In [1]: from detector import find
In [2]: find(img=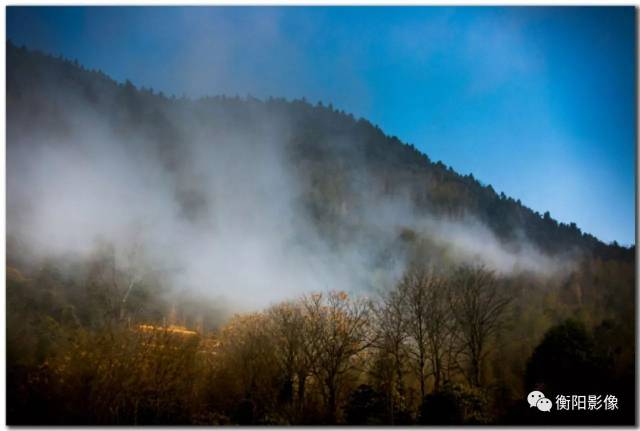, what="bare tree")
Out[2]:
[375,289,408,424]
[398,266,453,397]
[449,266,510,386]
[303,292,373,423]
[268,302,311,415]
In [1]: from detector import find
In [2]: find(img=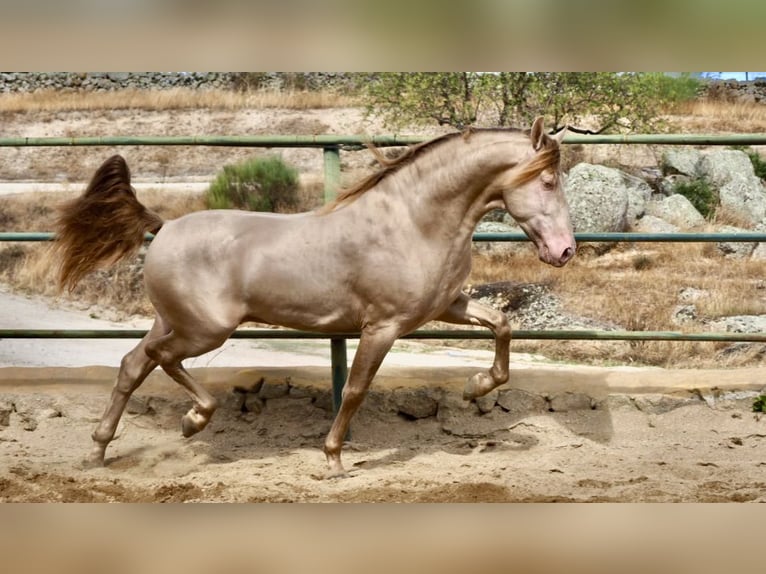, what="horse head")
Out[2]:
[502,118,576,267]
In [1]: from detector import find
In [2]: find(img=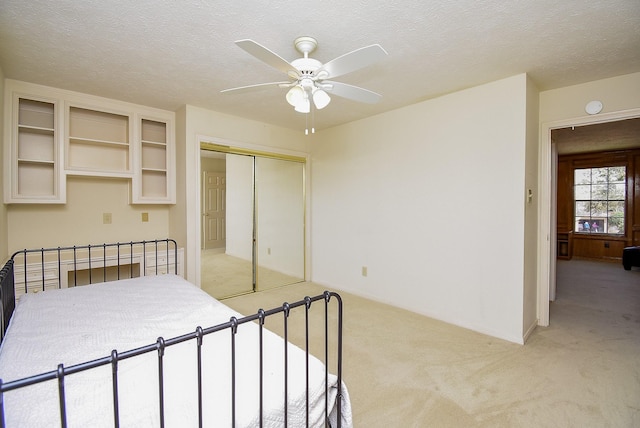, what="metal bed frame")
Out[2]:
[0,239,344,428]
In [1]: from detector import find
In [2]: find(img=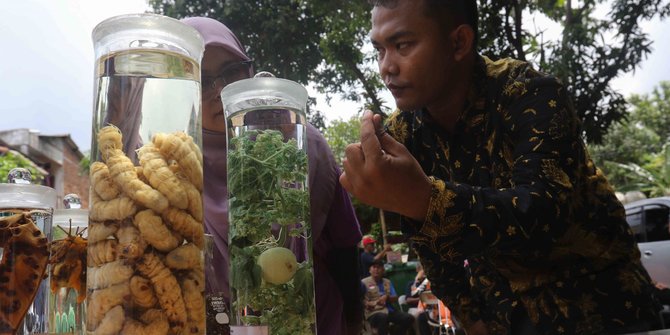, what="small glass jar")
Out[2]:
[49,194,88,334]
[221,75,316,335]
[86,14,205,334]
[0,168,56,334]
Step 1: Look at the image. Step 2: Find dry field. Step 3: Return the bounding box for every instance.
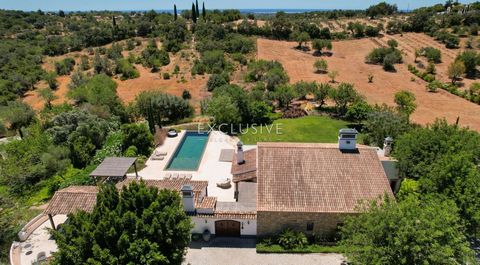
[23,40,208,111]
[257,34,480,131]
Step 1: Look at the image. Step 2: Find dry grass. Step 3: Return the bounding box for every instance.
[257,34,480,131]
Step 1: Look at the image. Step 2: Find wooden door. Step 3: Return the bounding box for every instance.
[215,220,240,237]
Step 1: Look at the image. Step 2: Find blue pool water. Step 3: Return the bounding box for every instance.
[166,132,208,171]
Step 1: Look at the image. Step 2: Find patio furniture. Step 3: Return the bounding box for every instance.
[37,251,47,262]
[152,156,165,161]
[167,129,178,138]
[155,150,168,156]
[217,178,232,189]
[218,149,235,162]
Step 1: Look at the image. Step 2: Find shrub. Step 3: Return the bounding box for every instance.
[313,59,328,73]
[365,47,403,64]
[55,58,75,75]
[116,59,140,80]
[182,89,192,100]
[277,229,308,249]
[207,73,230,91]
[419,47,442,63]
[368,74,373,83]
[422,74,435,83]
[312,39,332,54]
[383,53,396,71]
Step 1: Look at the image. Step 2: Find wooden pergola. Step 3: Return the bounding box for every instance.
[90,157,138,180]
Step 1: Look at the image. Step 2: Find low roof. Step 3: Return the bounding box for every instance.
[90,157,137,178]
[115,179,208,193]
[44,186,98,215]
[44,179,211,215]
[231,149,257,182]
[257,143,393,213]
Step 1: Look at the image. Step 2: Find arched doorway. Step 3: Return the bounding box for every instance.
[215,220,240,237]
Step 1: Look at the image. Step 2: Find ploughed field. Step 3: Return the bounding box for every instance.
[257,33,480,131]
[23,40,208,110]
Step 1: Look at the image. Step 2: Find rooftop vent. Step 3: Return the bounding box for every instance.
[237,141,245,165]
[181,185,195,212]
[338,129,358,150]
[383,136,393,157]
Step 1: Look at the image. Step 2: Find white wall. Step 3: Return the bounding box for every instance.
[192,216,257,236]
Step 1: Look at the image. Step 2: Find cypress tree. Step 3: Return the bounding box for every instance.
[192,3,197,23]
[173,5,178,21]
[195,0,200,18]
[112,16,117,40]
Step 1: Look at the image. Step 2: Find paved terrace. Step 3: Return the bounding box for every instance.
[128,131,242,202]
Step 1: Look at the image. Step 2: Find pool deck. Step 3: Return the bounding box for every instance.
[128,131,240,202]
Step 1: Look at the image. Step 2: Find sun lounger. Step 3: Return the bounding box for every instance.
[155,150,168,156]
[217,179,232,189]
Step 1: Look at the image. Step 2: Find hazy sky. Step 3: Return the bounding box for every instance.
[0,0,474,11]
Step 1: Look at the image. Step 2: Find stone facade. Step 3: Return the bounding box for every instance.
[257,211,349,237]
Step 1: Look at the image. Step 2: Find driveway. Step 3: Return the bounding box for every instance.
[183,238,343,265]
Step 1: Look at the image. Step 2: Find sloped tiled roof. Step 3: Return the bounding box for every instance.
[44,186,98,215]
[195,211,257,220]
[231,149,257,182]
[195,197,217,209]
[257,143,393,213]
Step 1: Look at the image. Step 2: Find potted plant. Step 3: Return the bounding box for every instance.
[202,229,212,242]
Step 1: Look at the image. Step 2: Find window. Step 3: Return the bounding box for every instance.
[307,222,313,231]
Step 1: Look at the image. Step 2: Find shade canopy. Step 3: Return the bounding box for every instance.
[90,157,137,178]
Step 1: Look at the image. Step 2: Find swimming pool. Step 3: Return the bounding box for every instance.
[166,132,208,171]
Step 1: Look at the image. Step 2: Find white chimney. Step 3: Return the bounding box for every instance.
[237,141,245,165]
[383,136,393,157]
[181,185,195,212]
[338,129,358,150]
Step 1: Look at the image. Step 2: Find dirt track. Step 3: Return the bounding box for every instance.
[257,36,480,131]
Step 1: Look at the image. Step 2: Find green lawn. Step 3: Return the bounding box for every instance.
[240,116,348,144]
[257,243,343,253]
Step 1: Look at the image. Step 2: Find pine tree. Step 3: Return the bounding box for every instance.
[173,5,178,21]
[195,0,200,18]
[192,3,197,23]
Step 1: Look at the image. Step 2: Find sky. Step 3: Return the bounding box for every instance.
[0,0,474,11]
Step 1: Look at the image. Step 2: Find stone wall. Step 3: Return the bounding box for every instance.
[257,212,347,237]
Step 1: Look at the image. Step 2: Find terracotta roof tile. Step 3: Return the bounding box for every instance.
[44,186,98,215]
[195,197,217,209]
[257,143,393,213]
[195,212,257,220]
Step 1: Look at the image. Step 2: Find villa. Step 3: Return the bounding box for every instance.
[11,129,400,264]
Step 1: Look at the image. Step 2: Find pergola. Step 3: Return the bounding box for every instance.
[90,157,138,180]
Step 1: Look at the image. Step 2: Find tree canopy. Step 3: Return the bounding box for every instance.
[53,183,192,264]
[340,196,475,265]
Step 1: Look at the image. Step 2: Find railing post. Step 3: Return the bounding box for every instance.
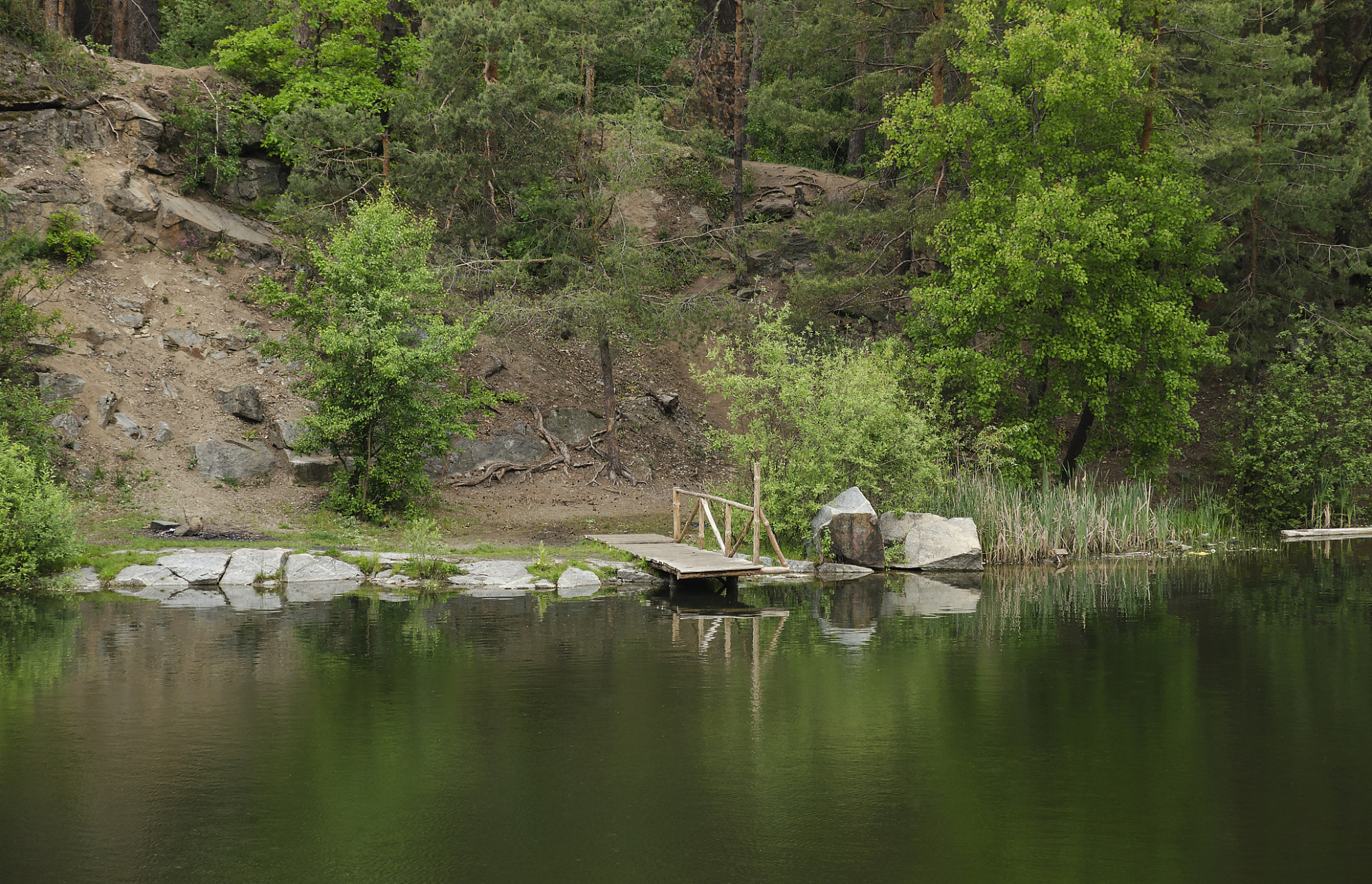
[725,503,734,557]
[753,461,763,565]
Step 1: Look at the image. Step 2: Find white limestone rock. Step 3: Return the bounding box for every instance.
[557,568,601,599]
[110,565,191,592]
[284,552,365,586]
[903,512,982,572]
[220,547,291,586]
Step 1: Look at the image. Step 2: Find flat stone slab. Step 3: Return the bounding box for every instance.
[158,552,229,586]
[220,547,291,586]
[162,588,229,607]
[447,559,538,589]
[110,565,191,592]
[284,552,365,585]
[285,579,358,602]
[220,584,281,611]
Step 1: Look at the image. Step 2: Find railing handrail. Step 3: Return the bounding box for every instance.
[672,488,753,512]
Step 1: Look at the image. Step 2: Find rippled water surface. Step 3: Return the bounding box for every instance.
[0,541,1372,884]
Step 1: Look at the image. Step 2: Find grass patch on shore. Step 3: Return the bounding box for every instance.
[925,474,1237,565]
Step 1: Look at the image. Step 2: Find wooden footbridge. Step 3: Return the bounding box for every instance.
---*---
(Requirement)
Copy the material verbatim, beginning at the line that contains "Step 1: Look at the image. Step 2: Find hazy" and ending after the line that contains "[257,36,480,131]".

(Finished task)
Step 1: Look at the image. Step 2: Find hazy sky. Step 3: Return the bounding box for every instance.
[0,0,474,11]
Step 1: Look at the image. Step 2: Find stone facade. Step 3: Return the bounding box for every instance.
[257,211,349,237]
Step 1: Look at the image. Step 2: Find driveway. Step 3: Return the bounding box for every instance.
[183,238,343,265]
Step 1: Look at the image. Step 2: Find sloped tiled roof. Step 3: Return the bounding box for every instance.
[44,186,98,215]
[195,211,257,220]
[231,149,257,182]
[195,197,217,209]
[257,143,393,213]
Step 1: Look at the image. Step 2: Find potted plant. Step 3: Return the bounding box for every instance.
[202,229,212,242]
Step 1: Look at the image. Step 2: Find window. Step 3: Return the bounding box for every instance.
[307,222,313,231]
Step 1: Look at the image. Step 2: Find shade canopy. Step 3: Return the bounding box for every instance.
[90,157,137,178]
Step 1: Look at the image. Step 2: Find swimming pool. Step 3: Return the bounding box for every instance.
[166,132,208,171]
Step 1: Look at the image. Step 2: Find white chimney. Step 3: Return the bounding box for every instance.
[237,141,245,165]
[383,136,393,157]
[181,185,195,212]
[338,129,358,150]
Step 1: Look at the image. Step 2: Find dirt track. Step 3: Return the bounding box for every instance.
[257,36,480,131]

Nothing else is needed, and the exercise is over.